==== EXERCISE MATERIALS ====
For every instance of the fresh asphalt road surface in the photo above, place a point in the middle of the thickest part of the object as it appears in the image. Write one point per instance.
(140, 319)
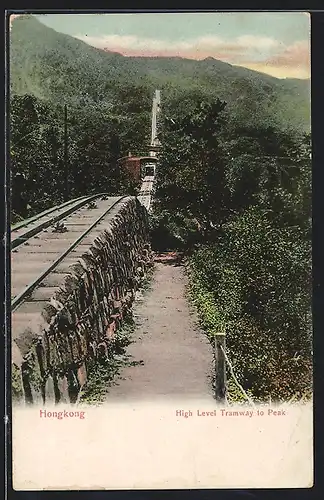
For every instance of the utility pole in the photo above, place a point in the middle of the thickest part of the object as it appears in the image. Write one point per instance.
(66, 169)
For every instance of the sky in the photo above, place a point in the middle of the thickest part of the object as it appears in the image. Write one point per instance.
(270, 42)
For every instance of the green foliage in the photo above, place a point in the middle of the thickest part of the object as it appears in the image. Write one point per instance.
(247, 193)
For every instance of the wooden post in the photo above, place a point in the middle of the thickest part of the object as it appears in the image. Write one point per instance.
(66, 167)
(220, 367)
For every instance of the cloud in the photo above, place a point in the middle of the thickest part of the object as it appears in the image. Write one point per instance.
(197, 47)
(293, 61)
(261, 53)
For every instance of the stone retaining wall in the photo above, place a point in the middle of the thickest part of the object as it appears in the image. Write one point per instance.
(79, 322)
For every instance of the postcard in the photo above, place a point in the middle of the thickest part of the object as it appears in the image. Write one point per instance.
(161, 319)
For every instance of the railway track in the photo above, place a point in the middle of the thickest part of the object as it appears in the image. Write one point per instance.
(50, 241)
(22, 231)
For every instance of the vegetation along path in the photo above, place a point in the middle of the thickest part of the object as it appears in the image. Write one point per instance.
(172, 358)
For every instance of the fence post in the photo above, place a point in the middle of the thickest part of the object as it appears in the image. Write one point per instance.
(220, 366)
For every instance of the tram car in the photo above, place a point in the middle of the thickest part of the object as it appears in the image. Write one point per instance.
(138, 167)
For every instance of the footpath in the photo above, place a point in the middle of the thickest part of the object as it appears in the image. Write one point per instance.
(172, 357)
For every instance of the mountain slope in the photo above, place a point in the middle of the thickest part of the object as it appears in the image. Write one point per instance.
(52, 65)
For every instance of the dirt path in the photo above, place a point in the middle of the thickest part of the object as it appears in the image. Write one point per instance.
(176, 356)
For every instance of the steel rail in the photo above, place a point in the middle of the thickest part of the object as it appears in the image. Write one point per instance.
====
# WRITTEN EXERCISE:
Please rewrite the rows from the line with "For every instance of the mountain" up to and including the last line, requests included, and rescale every point coordinate in the answers by multiplying it by 0.6. Round each result to a whole number, with halves going up.

# REPLY TO THE TASK:
For every instance of the mountain slope in the photo above, place a point in the middle of the thickest part of the object as it appears in the image. Write one point per instance.
(31, 39)
For every instance of the dirt path in the photo above, place a point in the middle of the thickest part of the object as it appears in the image. Write one point per instance.
(106, 214)
For every instance of the steel rail in the photo above, place a point in the middle of the thickest part of the object as it appears in the image. Write one point per instance.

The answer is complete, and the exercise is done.